TAREA 1 – Reescribe como una lista breve el párrafo del pasaje que empieza con "La carretera se despide de esta población", conservando sus datos principales.

PASAJE MOSTRADO –
La carretera se despide de esta población haciendo una curva
muy cerrada para atravesar un puente que cruza el Arroyo del Valle, como lo
llaman los mapas. Parece que hay demasiados nombres por todos sitios y que al
hombre le gusta dejar la palabra clavada en el paisaje, pero a veces surge una
cosa tan decepcionante como esta. Arroyo del Valle. Hay que tener pocas ganas
de nombrar para elegir un nombre así. Y lo curioso es que además este nombre
se repite en casi todos los pueblos.
Después de esta cinta verde, de un verde muy oscuro, formada
por huertos subdivididos y amontonados, aparecen las estribaciones de la sierra.
La carretera se estrecha y empieza a hacer curvas para esquivar los cerretes
que surgen a ambos lados. El paisaje aquí, en tiempo seco, da un aspecto de
cosa roída, áspera y pobre. Las encinas que crecen aisladas o se arraciman en
las lindes, es lo único que prospera en este yermo. Lo demás se labra sin
ninguna convicción. Se han sembrado olivares y alguna viña pero nada luce. Todo
está muy troceado y rascado. En algunas parcelas se ha desistido de este
rasguñeo y el monte generoso las va cubriendo de nuevo.

Entradas tomadas de una colección
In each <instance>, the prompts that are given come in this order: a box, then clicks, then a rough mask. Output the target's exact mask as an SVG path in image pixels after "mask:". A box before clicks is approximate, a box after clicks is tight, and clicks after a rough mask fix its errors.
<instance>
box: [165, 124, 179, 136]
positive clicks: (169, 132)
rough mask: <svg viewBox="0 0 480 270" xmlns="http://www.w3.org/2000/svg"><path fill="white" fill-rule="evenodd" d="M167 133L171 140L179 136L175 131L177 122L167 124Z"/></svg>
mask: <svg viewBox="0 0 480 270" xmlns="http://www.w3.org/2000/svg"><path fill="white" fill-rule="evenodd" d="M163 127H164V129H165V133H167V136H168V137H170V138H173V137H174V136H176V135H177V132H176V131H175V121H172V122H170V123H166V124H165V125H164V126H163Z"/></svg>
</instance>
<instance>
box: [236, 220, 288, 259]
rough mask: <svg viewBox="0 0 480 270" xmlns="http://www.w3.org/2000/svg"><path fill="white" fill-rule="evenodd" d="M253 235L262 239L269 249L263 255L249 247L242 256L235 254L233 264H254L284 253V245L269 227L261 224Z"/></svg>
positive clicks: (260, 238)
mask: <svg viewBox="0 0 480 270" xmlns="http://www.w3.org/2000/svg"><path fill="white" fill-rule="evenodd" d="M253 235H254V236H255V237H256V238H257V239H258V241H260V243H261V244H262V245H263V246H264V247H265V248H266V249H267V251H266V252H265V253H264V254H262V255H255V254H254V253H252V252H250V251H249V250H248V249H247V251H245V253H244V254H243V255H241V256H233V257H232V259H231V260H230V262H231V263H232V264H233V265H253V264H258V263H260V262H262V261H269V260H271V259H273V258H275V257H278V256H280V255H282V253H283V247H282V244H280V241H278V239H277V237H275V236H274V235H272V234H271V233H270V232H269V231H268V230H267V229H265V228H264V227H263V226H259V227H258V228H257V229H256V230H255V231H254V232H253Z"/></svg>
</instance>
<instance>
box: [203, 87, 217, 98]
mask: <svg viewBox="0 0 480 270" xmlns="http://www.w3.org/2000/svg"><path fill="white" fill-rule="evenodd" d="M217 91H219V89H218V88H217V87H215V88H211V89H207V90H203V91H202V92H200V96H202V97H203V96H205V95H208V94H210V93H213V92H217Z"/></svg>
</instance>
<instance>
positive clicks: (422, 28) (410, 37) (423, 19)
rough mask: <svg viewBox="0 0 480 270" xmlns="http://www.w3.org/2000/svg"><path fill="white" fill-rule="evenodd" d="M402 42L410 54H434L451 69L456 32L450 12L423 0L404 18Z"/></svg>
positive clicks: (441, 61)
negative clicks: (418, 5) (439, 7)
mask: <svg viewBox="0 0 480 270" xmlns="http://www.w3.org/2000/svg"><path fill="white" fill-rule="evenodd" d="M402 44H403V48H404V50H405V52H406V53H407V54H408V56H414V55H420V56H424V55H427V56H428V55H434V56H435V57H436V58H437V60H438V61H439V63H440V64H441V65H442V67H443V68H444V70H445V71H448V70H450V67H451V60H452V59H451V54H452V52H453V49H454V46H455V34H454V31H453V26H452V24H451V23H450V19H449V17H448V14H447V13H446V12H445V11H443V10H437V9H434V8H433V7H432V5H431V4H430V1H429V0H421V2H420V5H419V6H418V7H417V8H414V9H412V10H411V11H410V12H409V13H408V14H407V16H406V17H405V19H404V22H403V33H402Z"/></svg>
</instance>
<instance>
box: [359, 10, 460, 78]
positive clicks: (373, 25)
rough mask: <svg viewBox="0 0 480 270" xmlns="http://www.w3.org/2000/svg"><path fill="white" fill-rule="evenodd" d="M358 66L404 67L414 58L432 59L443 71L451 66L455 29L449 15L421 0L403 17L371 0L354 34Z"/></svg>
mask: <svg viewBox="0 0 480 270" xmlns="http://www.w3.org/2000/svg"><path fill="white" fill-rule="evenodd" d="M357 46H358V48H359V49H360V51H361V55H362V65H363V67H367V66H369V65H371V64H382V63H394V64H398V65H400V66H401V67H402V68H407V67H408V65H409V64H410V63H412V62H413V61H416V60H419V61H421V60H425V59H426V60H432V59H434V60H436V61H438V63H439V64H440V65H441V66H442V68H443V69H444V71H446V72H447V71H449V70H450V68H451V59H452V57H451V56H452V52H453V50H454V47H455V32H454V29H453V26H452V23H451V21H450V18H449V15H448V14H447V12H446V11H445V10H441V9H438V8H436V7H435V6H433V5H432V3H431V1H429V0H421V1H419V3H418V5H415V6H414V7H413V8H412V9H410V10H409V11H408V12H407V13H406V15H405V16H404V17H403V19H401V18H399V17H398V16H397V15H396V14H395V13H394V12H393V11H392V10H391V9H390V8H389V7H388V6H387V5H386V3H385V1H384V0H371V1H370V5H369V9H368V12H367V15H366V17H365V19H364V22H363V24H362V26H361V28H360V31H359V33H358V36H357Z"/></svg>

---

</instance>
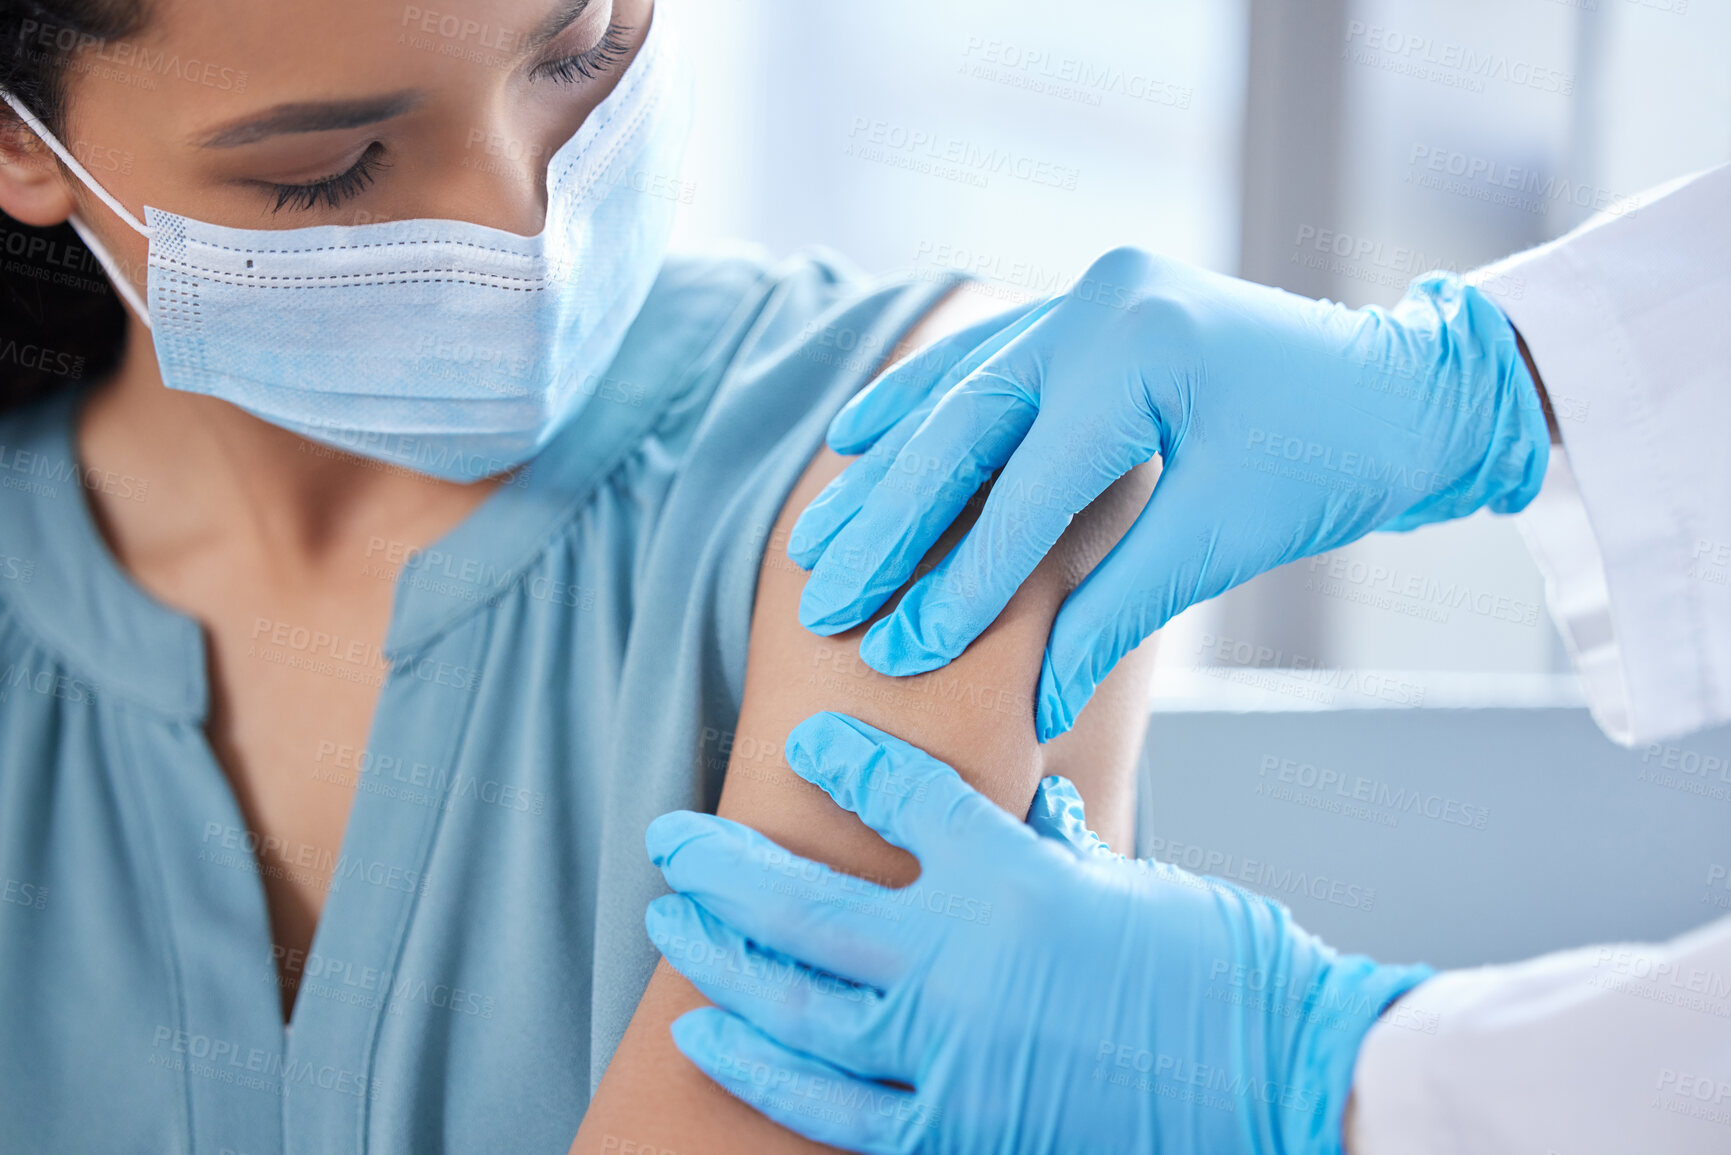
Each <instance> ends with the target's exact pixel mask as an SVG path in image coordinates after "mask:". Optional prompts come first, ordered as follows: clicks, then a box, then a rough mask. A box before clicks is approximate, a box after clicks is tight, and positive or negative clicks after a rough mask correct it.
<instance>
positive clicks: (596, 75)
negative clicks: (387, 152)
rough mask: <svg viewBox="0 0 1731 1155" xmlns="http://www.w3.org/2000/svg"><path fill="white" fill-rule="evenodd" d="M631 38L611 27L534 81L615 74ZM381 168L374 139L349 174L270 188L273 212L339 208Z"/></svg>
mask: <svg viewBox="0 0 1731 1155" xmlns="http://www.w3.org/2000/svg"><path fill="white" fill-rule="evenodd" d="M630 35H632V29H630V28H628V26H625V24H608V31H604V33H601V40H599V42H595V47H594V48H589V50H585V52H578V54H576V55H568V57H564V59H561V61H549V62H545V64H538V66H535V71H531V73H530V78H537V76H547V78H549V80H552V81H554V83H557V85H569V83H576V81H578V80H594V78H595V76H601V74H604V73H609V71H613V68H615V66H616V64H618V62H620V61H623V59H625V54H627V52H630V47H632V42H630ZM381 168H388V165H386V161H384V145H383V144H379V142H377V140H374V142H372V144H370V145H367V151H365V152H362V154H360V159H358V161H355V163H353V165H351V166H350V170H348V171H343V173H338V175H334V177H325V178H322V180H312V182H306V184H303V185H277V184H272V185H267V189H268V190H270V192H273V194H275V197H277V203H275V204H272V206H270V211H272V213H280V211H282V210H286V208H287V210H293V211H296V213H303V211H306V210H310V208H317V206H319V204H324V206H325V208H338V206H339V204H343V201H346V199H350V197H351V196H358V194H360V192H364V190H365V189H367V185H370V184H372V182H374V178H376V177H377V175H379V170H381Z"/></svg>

* * *

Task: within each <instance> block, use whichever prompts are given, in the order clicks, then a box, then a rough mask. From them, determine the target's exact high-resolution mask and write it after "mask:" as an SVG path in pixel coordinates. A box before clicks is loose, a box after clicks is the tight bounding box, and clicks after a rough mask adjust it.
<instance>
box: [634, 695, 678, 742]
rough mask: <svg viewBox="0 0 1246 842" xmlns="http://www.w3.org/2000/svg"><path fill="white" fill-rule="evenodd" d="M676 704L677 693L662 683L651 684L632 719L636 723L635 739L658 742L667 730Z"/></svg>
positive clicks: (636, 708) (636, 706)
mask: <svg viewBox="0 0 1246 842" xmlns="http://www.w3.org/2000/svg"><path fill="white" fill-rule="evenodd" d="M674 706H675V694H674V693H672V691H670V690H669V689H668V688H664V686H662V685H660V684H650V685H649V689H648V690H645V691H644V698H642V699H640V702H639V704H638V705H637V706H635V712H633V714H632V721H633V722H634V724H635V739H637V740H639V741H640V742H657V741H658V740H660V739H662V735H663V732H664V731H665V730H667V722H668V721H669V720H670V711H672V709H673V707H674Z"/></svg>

TAREA 2 – Reproduce sin cambios las líneas de los registros que empiezan en la línea que contiene "In each <instance>, the" y terminan en la línea que contiene "133L171 140L179 136L175", ambas incluidas.

RESULTADO 1 –
- Al dejar la población, la carretera hace una curva muy cerrada y atraviesa un puente sobre el Arroyo del Valle, como lo llaman los mapas.
- Parece que hay demasiados nombres por todas partes y que al hombre le gusta dejar la palabra clavada en el paisaje, pero este nombre resulta decepcionante.
- Elegir un nombre así muestra pocas ganas de nombrar.
- Curiosamente, ese nombre se repite en casi todos los pueblos.

RESULTADO 2 –
In each <instance>, the prompts that are given come in this order: a box, then clicks, then a rough mask. Output the target's exact mask as an SVG path in image pixels after "mask:". A box before clicks is approximate, a box after clicks is tight, and clicks after a rough mask fix its errors.
<instance>
box: [165, 124, 179, 136]
positive clicks: (169, 132)
rough mask: <svg viewBox="0 0 480 270" xmlns="http://www.w3.org/2000/svg"><path fill="white" fill-rule="evenodd" d="M167 133L171 140L179 136L175 131L177 122L167 124Z"/></svg>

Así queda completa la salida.